## Source records

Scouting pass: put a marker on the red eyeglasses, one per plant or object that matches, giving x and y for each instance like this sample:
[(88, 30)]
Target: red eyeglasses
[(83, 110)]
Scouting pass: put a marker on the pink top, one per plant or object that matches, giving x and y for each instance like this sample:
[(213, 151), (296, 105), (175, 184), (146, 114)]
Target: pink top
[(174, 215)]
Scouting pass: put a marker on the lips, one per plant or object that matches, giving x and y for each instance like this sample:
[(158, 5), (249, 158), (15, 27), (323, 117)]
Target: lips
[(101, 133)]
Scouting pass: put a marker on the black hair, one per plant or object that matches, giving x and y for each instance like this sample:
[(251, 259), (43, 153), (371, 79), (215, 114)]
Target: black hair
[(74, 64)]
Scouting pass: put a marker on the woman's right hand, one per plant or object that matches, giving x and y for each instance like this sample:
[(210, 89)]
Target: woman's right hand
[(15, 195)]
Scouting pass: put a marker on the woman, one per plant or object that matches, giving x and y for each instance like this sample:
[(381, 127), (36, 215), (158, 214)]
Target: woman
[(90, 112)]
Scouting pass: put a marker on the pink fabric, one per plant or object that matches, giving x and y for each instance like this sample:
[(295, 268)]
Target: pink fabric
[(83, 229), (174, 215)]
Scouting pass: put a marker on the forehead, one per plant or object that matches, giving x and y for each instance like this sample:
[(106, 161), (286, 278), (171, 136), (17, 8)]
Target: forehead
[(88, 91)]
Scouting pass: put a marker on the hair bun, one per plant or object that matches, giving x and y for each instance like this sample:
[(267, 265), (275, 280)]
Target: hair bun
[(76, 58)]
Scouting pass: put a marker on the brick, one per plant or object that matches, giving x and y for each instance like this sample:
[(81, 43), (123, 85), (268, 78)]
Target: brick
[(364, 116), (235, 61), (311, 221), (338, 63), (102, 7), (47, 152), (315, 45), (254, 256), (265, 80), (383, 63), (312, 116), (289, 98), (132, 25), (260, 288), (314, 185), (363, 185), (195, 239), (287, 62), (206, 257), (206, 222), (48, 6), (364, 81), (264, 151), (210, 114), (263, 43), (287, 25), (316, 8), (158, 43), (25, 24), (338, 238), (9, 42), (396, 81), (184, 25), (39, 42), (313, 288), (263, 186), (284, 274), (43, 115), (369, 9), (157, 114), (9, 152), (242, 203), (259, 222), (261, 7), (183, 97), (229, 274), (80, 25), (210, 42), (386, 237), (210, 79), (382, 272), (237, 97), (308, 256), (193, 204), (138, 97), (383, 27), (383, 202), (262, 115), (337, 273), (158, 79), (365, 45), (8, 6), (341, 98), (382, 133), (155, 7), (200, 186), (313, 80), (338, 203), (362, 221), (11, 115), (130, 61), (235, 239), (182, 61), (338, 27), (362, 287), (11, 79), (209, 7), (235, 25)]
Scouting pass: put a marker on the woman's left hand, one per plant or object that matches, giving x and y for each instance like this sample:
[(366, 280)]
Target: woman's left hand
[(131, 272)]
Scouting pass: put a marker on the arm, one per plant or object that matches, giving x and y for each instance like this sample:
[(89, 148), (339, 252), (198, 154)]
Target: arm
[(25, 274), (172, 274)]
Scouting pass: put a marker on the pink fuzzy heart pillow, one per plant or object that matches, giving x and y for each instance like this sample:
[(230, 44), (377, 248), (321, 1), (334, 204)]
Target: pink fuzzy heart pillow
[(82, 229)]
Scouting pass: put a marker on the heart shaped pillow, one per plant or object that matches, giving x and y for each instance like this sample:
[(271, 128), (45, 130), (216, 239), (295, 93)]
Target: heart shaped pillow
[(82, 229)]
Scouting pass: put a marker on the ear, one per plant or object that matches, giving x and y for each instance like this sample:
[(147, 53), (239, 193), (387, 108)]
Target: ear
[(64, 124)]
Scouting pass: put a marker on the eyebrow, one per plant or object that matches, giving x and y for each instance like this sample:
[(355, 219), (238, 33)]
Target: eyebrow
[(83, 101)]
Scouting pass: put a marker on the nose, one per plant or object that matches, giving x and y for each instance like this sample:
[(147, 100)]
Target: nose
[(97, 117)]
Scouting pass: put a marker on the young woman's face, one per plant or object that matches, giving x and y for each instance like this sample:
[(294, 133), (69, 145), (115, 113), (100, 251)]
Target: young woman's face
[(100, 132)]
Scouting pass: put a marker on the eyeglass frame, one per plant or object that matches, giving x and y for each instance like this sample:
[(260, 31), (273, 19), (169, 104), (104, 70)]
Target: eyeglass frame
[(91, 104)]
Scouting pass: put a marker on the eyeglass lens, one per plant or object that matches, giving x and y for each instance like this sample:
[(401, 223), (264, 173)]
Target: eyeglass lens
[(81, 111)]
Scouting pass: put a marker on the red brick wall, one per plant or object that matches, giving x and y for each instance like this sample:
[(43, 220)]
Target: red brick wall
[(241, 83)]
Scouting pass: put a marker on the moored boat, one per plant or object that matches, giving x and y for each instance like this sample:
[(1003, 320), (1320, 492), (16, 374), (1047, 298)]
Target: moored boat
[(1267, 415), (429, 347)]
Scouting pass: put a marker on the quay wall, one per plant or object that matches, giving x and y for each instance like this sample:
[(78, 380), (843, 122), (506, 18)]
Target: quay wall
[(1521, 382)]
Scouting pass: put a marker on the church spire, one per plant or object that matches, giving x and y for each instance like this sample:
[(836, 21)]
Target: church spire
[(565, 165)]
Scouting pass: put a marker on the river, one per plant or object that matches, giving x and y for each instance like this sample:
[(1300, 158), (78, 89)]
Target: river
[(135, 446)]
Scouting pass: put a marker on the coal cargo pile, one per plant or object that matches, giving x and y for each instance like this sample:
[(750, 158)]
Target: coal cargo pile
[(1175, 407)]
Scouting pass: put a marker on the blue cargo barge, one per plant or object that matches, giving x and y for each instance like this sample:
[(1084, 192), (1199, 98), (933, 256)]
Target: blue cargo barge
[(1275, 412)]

## Task details
Render all of the data above as a numbered list, leaving out any blank lines.

## Correct result
1. Scouting pass: put a marker on the red eyeglasses, one per plant or object that matches, giving x and y for each instance like this sample:
2. [(88, 30)]
3. Target: red eyeglasses
4. [(83, 110)]
5. Scouting pass: put a marker on the pink top, one per plant or object that matches, giving x and y for each instance like this sample:
6. [(213, 151), (296, 105), (175, 184), (146, 114)]
7. Target: pink top
8. [(174, 215)]
9. Scouting pass: put a marker on the lips, one per plant or object that matches, giving x and y for each instance like this sample:
10. [(158, 5), (249, 158), (15, 27), (323, 117)]
11. Target: lips
12. [(101, 133)]
13. Scouting pass: put a marker on the black hair, one per plant or object that matches, giving x and y for each instance like this sample:
14. [(251, 259), (43, 153), (371, 79), (215, 114)]
15. Target: black hair
16. [(74, 64)]
17. Scouting pass: put a marker on the woman's right hand, one per plant or object that matches, giving x and y for each instance like this sample:
18. [(210, 89)]
19. Target: woman's right hand
20. [(15, 195)]
21. Scouting pass: put a marker on the woman, one per plant or object that matches, giving x and y for each instance like this sample:
22. [(381, 127), (36, 215), (158, 214)]
23. Target: woman
24. [(90, 112)]
25. Scouting pass: put a marker on the pink fabric, one per plant or object that matches, giving x and y for each instance like this sample:
26. [(295, 268)]
27. Target: pink fabric
28. [(83, 229), (174, 215)]
29. Scouting pass: put a marker on the forehead, one per plant or object that matches, giving x and y for each instance like this sample:
30. [(106, 161), (286, 278), (171, 136), (17, 8)]
31. Target: forehead
32. [(88, 91)]
33. Scouting pass: put a marker on the hair bun, one per plant or object that matches, giving x and y for each instance like this sample:
34. [(267, 265), (275, 280)]
35. Target: hair bun
36. [(76, 58)]
37. Scouting pass: put a marker on the brick, one per plant or object that matches, giving x and y for each instance like this sample:
38. [(81, 43), (123, 85), (268, 78)]
39. Target: brick
40. [(364, 116), (235, 61), (311, 221), (338, 63), (102, 7), (47, 152), (315, 45), (254, 256), (265, 80), (383, 63), (312, 116), (289, 98), (132, 25), (260, 288), (314, 185), (363, 185), (195, 239), (287, 62), (206, 257), (206, 222), (48, 6), (364, 81), (264, 151), (210, 114), (263, 43), (287, 25), (316, 8), (158, 43), (25, 24), (338, 238), (9, 42), (396, 81), (184, 25), (39, 42), (313, 288), (263, 186), (284, 274), (43, 115), (369, 9), (157, 114), (9, 152), (242, 203), (259, 222), (261, 7), (183, 97), (229, 274), (80, 25), (210, 42), (386, 237), (210, 79), (382, 272), (237, 97), (308, 256), (193, 204), (138, 97), (383, 27), (383, 202), (262, 115), (337, 273), (158, 79), (365, 45), (8, 6), (341, 98), (382, 133), (155, 7), (200, 186), (313, 80), (338, 203), (362, 221), (11, 115), (130, 61), (235, 239), (182, 61), (338, 27), (362, 287), (11, 79), (209, 7), (235, 25)]
41. Scouting pass: put a marker on the woman's left hand, one per plant or object that matches, giving x and y for each instance like this sample:
42. [(366, 280)]
43. Target: woman's left hand
44. [(131, 272)]
45. Scouting pass: put a marker on the arm, one per plant or object that matches, giving x and y for each instance like this sample:
46. [(89, 148), (339, 252), (198, 154)]
47. Target: arm
48. [(25, 274), (172, 274)]
49. Scouting pass: put a marker on the pink fuzzy heart pillow, one per plant or object that matches, giving x and y for each instance like this sample:
50. [(230, 44), (377, 248), (321, 1), (334, 204)]
51. Target: pink fuzzy heart pillow
52. [(82, 229)]
53. Scouting pass: put a marker on the heart shaped pillow, one per plant or object that matches, giving x and y for each instance like this sample:
54. [(271, 128), (45, 130), (216, 239), (295, 93)]
55. Target: heart shaped pillow
56. [(82, 229)]
57. Scouting pass: put a marker on the ear, one per plant or object that matches, giving x and y for each instance like this sample:
58. [(147, 53), (239, 193), (387, 108)]
59. Target: ear
60. [(64, 124)]
61. Scouting pass: put a marker on the eyebrow, one per plant or object that matches, giving x and y for each instance like this sample:
62. [(355, 219), (238, 33)]
63. Target: eyebrow
64. [(83, 101)]
65. Scouting pass: put a marker on the nose, one per plant or object that matches, giving x and y for each instance like this sample:
66. [(147, 100)]
67. Target: nose
68. [(97, 117)]
69. Scouting pass: put a marker on the young woman's face, one per plant or object that matches, giving x and y for each instance like this sample:
70. [(294, 133), (69, 145), (115, 113), (100, 251)]
71. Target: young woman's face
72. [(100, 132)]
73. Scouting pass: put a marker on the eyeglass frame, one per plant or object that matches, giving x and y for each instance like this sample:
74. [(260, 31), (273, 19), (169, 104), (104, 70)]
75. Target: eyeglass frame
76. [(91, 104)]
77. Scouting pass: put a marker on the eyeglass lens, one per plant or object that matches, giving x and y for each instance like this sample:
78. [(401, 223), (264, 173)]
79. Target: eyeglass lens
80. [(81, 111)]
81. Scouting pass: put a marker on the red brick wall, one per plant or object that matches, giving x and y for each instance like this sample:
82. [(43, 220)]
83. Target: red brick wall
84. [(241, 83)]
85. Scouting pass: put a marker on the moored boat, one per plant or object that matches, giving x and y for each instance like this sample:
86. [(1003, 320), (1320, 492), (16, 374), (1047, 298)]
87. Target: moored boat
88. [(1267, 415), (429, 347)]
89. Scouting pass: put a marker on the quay wall, one per plant or object that matches, giving x and y for each instance like this sample:
90. [(78, 380), (843, 122), (506, 18)]
91. Target: quay wall
92. [(1521, 382)]
93. Scouting pass: put a marker on the church spire, one per plant or object that matches, giving x and y for each instance like this sample:
94. [(836, 21)]
95. Target: church spire
96. [(565, 165)]
97. Scouting pass: put a marker on the river, one per plant or object that matches, giving x and y for each instance like this sample:
98. [(1300, 158), (78, 89)]
99. Target: river
100. [(135, 446)]
101. Scouting pass: put a marker on the coal cargo pile, one per plant or object that matches, giving x and y for each instance like this sample:
102. [(750, 158)]
103. Target: coal cargo pile
104. [(1175, 407)]
105. Scouting pass: put a marker on the blue cargo barge, one per plant or object that matches, giving x and y for each instance like this sample:
106. [(1084, 192), (1199, 98), (933, 256)]
107. Target: blue cargo barge
108. [(1275, 412)]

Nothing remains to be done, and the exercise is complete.